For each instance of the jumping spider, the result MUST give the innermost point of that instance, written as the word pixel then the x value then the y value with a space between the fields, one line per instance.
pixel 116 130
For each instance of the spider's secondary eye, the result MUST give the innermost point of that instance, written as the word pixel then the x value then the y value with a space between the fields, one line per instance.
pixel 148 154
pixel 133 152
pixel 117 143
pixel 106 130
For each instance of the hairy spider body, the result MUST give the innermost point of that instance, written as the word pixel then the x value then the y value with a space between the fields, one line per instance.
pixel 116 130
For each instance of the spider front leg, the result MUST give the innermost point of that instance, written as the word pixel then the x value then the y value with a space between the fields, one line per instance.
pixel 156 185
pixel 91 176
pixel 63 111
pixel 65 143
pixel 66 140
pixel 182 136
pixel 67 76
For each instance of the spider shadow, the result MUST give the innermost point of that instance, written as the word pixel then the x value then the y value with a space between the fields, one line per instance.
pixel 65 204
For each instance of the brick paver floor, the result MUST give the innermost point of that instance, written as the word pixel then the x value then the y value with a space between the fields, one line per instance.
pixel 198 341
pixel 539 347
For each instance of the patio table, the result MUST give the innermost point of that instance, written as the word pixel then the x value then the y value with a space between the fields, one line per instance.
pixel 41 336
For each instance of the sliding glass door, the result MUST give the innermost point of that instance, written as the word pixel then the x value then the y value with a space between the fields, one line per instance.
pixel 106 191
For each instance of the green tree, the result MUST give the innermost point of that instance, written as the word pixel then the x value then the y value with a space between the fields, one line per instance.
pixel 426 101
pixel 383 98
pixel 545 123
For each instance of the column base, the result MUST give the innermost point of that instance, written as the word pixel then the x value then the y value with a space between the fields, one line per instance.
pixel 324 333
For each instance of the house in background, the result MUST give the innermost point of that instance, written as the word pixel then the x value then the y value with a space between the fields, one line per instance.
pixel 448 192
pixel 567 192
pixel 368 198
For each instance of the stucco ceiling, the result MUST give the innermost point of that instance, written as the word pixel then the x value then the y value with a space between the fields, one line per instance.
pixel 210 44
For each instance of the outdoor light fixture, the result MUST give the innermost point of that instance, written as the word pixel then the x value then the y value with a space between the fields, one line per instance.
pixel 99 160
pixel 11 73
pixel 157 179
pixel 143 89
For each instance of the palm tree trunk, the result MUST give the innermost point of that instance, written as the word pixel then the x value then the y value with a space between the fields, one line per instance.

□ □ □ □ □ □ □

**WORK TO COMPLETE:**
Exactly as they appear, output the line holding "For each instance of the house" and all lines after it through the end of the listing above, and only those.

**WRITTEN ANSWER:**
For each instance of the house in background, the result MUST give the innermost point of that instance, written as the word pixel then the x value then the y value with a space between the fields, one line per instance.
pixel 448 192
pixel 567 192
pixel 368 198
For each instance of the stucco ceiling, the result MUST give the innermost point of that instance, written as the word pixel then the x value then the y value with a space between the fields, one line per instance.
pixel 210 44
For each instance of the outdoor light fixture, the result MUST give the innermost point of that instance, written as the word pixel then the x value then the y value with a space between the fields, one line per instance.
pixel 99 160
pixel 11 73
pixel 157 179
pixel 143 89
For each instance of the palm tree trunk, the result MUST give the innermost point of that instance, written as the word pixel then the x value then the y value with a space between the fields, one line per instance.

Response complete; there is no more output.